SOURCE RECORDS START
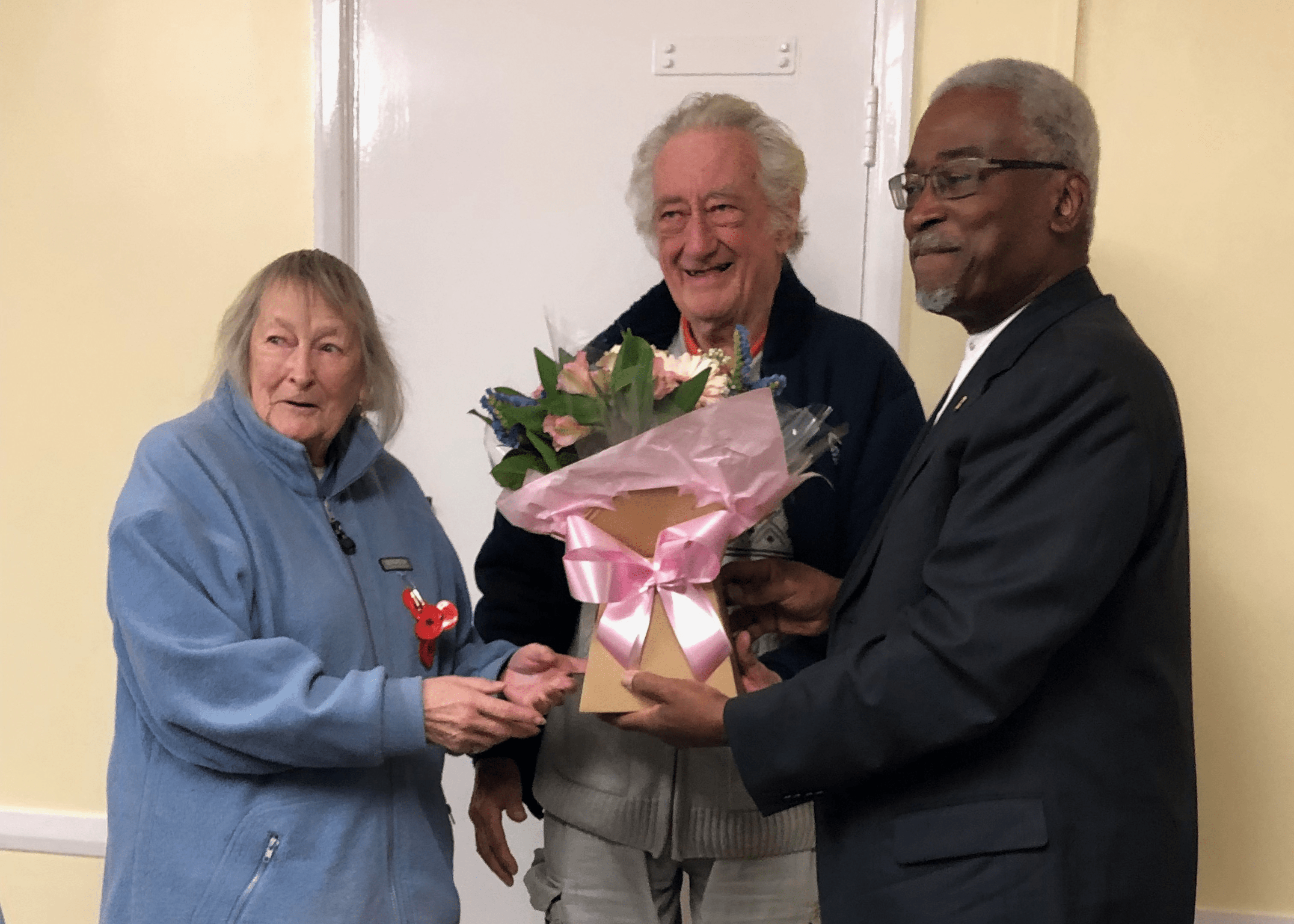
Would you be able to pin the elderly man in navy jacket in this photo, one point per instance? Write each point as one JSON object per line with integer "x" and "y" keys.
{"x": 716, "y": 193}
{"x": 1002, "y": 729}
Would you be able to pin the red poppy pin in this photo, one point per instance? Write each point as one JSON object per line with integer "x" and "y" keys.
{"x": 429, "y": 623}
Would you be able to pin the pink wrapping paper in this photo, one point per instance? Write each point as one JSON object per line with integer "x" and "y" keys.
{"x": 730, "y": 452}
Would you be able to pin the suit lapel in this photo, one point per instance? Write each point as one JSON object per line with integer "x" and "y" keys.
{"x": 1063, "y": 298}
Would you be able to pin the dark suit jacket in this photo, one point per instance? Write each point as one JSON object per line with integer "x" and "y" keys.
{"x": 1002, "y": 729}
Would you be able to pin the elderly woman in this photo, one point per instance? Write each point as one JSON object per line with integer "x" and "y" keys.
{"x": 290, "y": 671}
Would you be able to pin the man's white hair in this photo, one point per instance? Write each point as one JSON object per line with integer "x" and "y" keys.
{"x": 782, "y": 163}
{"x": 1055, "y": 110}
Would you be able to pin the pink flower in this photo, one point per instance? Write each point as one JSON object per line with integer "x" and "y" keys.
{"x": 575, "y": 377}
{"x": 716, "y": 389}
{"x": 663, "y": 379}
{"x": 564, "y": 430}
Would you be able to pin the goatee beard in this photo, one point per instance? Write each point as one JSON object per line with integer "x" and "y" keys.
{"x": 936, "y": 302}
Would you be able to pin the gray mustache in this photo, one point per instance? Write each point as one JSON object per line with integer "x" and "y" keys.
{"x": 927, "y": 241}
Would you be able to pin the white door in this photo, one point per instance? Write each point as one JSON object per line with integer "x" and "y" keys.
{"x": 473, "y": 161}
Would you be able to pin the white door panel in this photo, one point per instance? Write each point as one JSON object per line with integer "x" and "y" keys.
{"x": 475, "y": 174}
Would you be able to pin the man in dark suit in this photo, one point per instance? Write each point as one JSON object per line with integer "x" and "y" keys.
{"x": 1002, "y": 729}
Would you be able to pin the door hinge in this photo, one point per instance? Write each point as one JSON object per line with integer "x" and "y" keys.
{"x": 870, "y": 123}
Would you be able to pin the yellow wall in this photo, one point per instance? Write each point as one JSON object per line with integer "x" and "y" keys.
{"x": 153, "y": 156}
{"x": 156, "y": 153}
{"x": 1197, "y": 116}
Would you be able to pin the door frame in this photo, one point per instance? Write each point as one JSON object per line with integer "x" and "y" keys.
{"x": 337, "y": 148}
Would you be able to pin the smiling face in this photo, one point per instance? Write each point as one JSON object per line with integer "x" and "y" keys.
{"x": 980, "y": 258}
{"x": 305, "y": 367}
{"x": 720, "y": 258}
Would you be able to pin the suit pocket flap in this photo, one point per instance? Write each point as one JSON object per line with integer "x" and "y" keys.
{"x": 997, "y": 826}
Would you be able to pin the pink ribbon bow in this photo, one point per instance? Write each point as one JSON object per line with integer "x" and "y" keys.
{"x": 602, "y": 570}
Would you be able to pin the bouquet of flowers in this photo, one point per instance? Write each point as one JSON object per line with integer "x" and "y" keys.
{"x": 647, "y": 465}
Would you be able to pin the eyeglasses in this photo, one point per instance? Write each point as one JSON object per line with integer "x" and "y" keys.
SOURCE RECORDS END
EXERCISE: Each line of the data above needs to be retyped as it is, without any picture.

RESPONSE:
Would you be able to pin the elderly man in navy jacket in this photo, one point per instance? Write each point as one JSON object per line with integer "x" and "y" keys.
{"x": 716, "y": 193}
{"x": 1002, "y": 729}
Would you be able to pin the red poppy pin in this photo, one point per instance? Write each point as one JSON object per line with integer "x" and "y" keys.
{"x": 429, "y": 623}
Would you be able to pin the pink wrapping paper in this photo, one point per instance? Write each point as one JSON object per line with integer "x" and "y" keys.
{"x": 730, "y": 452}
Would you be able to pin the suit lapel in this photo, one point per instance? Write each point as one JSON object per line with integer "x" and "y" keys.
{"x": 1063, "y": 298}
Would you be able to pin the dark suit jacket in this photo, one point per instance? Write each point as one JSON object per line with integer "x" and "y" keys.
{"x": 1002, "y": 729}
Would you be able to pin the elderly woman in this photo, one point per instance? Write each point as one JSON object per line with integer "x" and "y" keys.
{"x": 290, "y": 671}
Would you be able to pin the man's white hair in this photo, one point per instance? Write each point as one JSON object per line with integer "x" and "y" keys.
{"x": 782, "y": 163}
{"x": 1055, "y": 110}
Would you be able to pin the pink flower in this photo, one point per instance? Write each point as one JSON object per line with integer "x" and "y" keys.
{"x": 575, "y": 377}
{"x": 716, "y": 389}
{"x": 663, "y": 379}
{"x": 564, "y": 430}
Would you be able to pin the goatee beard in this photo, one point per instance? Write each point as one JSON object per line with integer "x" and "y" keys.
{"x": 936, "y": 302}
Would you be able to pin the gray mustache in this photo, one point per instance? Write each point as one JSON object per line with integer "x" and "y" keys.
{"x": 927, "y": 241}
Would you be able to pin the white door in this photo, one point per instance? Write each point as one JSON object per line with integer "x" and "y" keys.
{"x": 473, "y": 161}
Would you be able to pin the white door panel in this photo, one point per instance? Write each point as one JSON object per line with integer "x" and "y" keys.
{"x": 475, "y": 174}
Would you be able to pin the man in dark suit in this photo, one point per instance? Write each point as one JSON object per line with integer "x" and "y" keys.
{"x": 1002, "y": 729}
Would you be able to pin the door hinge in this photo, one point per instance? Write each point as one JSON object per line with integer "x" and "y" keys.
{"x": 870, "y": 123}
Would you be able to pin the yellow wall in this photo, one point per instance? Write each point as one JSON object per line with integer "x" and "y" keys.
{"x": 153, "y": 156}
{"x": 156, "y": 153}
{"x": 1197, "y": 116}
Would you be able to pin the door frame in this photo, one point per instance? Write each point as one JSON object per line with integer "x" and "y" keys.
{"x": 337, "y": 148}
Would you be able to pin the smiling face in this photo, one point per instance? Write each point as one JSON object per line with integer "x" and "y" keys.
{"x": 980, "y": 258}
{"x": 305, "y": 367}
{"x": 720, "y": 258}
Would you be able to pin the suit pocket flap in this photo, one point per instance? Write each point as one JSON object per line with integer "x" and "y" keys.
{"x": 997, "y": 826}
Would you be able to pin the pink ribbon bow in this photo, one point per instance? Write each point as one JSON object per line with integer "x" and "y" keys.
{"x": 602, "y": 570}
Would you be able to pin the bouquet of flowers in this photo, one point per instance? Write each point as one JSON object per line with integer "x" and "y" keys.
{"x": 647, "y": 465}
Would you be able to pin the eyeglasses in this photo, one point per instance? Write each point as one JSON object per line with integer "x" and "y" keys.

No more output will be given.